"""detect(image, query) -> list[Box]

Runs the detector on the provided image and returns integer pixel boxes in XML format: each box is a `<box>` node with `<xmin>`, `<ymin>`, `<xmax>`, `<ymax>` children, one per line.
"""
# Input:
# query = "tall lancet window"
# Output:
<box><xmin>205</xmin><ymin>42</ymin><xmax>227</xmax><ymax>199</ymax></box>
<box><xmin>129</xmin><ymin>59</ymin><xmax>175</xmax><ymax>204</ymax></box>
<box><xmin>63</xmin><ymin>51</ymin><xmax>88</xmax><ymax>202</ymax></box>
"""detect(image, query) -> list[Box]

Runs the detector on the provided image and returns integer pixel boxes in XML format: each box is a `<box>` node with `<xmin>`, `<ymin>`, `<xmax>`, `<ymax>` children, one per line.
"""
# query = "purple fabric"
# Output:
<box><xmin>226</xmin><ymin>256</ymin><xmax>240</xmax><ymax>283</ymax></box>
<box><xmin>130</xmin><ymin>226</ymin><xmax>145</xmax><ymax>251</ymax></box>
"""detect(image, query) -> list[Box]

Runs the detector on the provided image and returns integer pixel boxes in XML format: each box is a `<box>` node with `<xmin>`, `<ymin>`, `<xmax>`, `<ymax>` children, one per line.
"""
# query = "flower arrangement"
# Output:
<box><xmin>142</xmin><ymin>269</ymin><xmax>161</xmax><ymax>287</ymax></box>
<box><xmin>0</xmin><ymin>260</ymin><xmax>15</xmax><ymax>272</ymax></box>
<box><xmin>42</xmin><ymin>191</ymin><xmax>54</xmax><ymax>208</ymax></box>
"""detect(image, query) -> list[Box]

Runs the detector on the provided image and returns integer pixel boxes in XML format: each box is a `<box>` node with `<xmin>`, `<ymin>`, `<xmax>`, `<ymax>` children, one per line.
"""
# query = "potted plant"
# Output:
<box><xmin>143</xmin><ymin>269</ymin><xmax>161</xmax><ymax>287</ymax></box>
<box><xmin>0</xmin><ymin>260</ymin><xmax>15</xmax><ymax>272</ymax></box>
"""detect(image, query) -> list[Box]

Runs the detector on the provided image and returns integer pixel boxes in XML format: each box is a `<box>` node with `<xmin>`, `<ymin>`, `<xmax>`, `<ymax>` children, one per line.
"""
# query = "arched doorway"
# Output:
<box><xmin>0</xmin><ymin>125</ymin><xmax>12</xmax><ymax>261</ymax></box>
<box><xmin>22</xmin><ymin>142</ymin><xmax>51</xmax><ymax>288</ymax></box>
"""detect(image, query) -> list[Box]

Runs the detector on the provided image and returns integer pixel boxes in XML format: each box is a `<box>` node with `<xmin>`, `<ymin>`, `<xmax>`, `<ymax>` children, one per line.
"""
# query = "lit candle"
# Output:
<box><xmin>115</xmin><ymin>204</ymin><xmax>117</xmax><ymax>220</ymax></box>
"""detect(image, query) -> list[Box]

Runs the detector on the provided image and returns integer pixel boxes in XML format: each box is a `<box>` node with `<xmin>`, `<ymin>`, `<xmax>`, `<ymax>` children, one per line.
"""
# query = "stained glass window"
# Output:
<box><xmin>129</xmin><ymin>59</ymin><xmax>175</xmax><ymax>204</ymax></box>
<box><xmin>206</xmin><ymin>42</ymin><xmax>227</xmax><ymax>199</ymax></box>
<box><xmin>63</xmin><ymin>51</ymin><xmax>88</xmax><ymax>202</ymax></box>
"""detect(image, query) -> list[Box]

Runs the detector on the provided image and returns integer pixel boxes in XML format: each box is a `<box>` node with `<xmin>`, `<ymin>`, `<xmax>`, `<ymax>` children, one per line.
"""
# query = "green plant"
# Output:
+===+
* **Work instructions**: Please restate the records in full, word for word.

* **Result of the task**:
"""detect(image, query) -> list[Box]

Runs the detector on the provided image and returns integer pixel boxes in XML format: each box is a `<box>` node with `<xmin>`, `<ymin>`, `<xmax>`, `<ymax>` children, one per line.
"""
# Input:
# query = "tall lancet window"
# Output:
<box><xmin>205</xmin><ymin>42</ymin><xmax>227</xmax><ymax>199</ymax></box>
<box><xmin>129</xmin><ymin>59</ymin><xmax>175</xmax><ymax>204</ymax></box>
<box><xmin>63</xmin><ymin>51</ymin><xmax>88</xmax><ymax>202</ymax></box>
"""detect(image, query) -> list[Box]

Runs the detector on the provided image and returns integer pixel boxes in XML format: each box is a `<box>` node with `<xmin>`, `<ymin>`, `<xmax>`, `<ymax>` children, one per line.
"""
# query = "purple fabric"
# Output:
<box><xmin>226</xmin><ymin>256</ymin><xmax>240</xmax><ymax>283</ymax></box>
<box><xmin>130</xmin><ymin>226</ymin><xmax>145</xmax><ymax>251</ymax></box>
"""detect(image, query) -> list[Box]

Runs the detector on the provided image and returns integer pixel boxes in XML format: each box is a `<box>` node with `<xmin>`, `<ymin>`, `<xmax>`, `<ymax>` children, one per line.
"""
# query = "flower arrangement"
# Output:
<box><xmin>142</xmin><ymin>269</ymin><xmax>161</xmax><ymax>287</ymax></box>
<box><xmin>0</xmin><ymin>260</ymin><xmax>15</xmax><ymax>272</ymax></box>
<box><xmin>42</xmin><ymin>191</ymin><xmax>54</xmax><ymax>208</ymax></box>
"""detect(image, query) -> list[Box]

Runs the detector on the provided image and returns integer pixel boxes in XML format: each box is a `<box>` node with `<xmin>`, `<ymin>`, `<xmax>`, `<ymax>` children, one per line.
"""
# query = "potted plant"
# Output:
<box><xmin>143</xmin><ymin>269</ymin><xmax>161</xmax><ymax>287</ymax></box>
<box><xmin>0</xmin><ymin>260</ymin><xmax>15</xmax><ymax>272</ymax></box>
"""detect(image, query) -> list[Box]

Runs the detector on the provided image and returns integer pixel boxes in XML format: each box is a `<box>` node with `<xmin>`, `<ymin>`, `<xmax>`, `<ymax>` children, one per line.
"""
# query = "arched doorway"
# Output:
<box><xmin>0</xmin><ymin>125</ymin><xmax>12</xmax><ymax>261</ymax></box>
<box><xmin>22</xmin><ymin>142</ymin><xmax>51</xmax><ymax>288</ymax></box>
"""detect(image, query) -> list[Box]

Runs the detector on the provided image and returns integer pixel boxes in XML format: each box is a `<box>` node with `<xmin>`, `<ymin>`, `<xmax>`, `<ymax>` children, one per line.
"""
# query = "lit candle"
# Output:
<box><xmin>115</xmin><ymin>204</ymin><xmax>117</xmax><ymax>220</ymax></box>
"""detect(image, query) -> list[Box]

Runs the detector on the provided image and returns integer pixel boxes in XML format: each box is a `<box>` node with `<xmin>`, `<ymin>`, `<xmax>`, `<ymax>` children, one per line.
"""
# query = "stained glass window"
# Output:
<box><xmin>129</xmin><ymin>59</ymin><xmax>175</xmax><ymax>204</ymax></box>
<box><xmin>206</xmin><ymin>42</ymin><xmax>227</xmax><ymax>199</ymax></box>
<box><xmin>63</xmin><ymin>51</ymin><xmax>88</xmax><ymax>202</ymax></box>
"""detect(image, query) -> list[Box]

Runs the detector on the provided image and returns integer pixel boxes in XML format: each box is a `<box>` node with `<xmin>`, `<ymin>`, `<xmax>`, `<ymax>` children, one per line.
"""
# query = "green plant"
# Output:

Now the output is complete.